REQUIRED WORK -
[1] Decide whether each statement below agrees with the post on mixed-source computing. Answer yes or no for each and quote the words of the post that decide it.
(a) Most logical data warehouses are SQL-based.
(b) With data virtualization technology, logical data warehouses can access every type of data source.
(c) The logical data warehouse system is suited to small-scale scenarios.
[2] Reproduce the mixed-source computing post word for word from "mars RaqForum 25" up to and including "data source computations.".

TEXT BLOCK -
"Course data download Background The sources and storage forms and types of data in an applicatio .."

mars RaqForum 25 No.
1 Reply • 267 View • 2 Months ago

SPL Practices：Mixed-Source Computing

Background

The sources and storage forms and types of data in an application are diverse, including not only the traditional relational databases, but also more data sources such as NoSQL databases, cloud storage, APIs, file systems, etc. Therefore, combining and analyzing data originating these different sources constitutes the problem of mixed data source computations.

Logical data warehouses can facilitate mixed-source computations to some extent, because most of them are SQL-based and can access RDB data sources through table mapping. But it is difficult for them to access other types of data sources. Even with the help of complex data virtualization technology, they can only access some of those sources.

Moreover, the logical data warehouse system is too heavy and often more complex than the application itself, making it only suitable for large-scale scenarios.

INFORMATION SUPPLIED -
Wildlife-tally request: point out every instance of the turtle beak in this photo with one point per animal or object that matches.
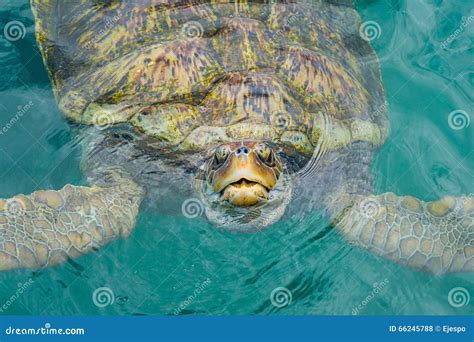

OUTPUTS FOR THE TASKS -
[1]
(a) Yes: "because most of them are SQL-based"
(b) No: "Even with the help of complex data virtualization technology, they can only access some of those sources."
(c) No: "making it only suitable for large-scale scenarios"

[2]
mars RaqForum 25 No.
1 Reply • 267 View • 2 Months ago

SPL Practices：Mixed-Source Computing

Background

The sources and storage forms and types of data in an application are diverse, including not only the traditional relational databases, but also more data sources such as NoSQL databases, cloud storage, APIs, file systems, etc. Therefore, combining and analyzing data originating these different sources constitutes the problem of mixed data source computations.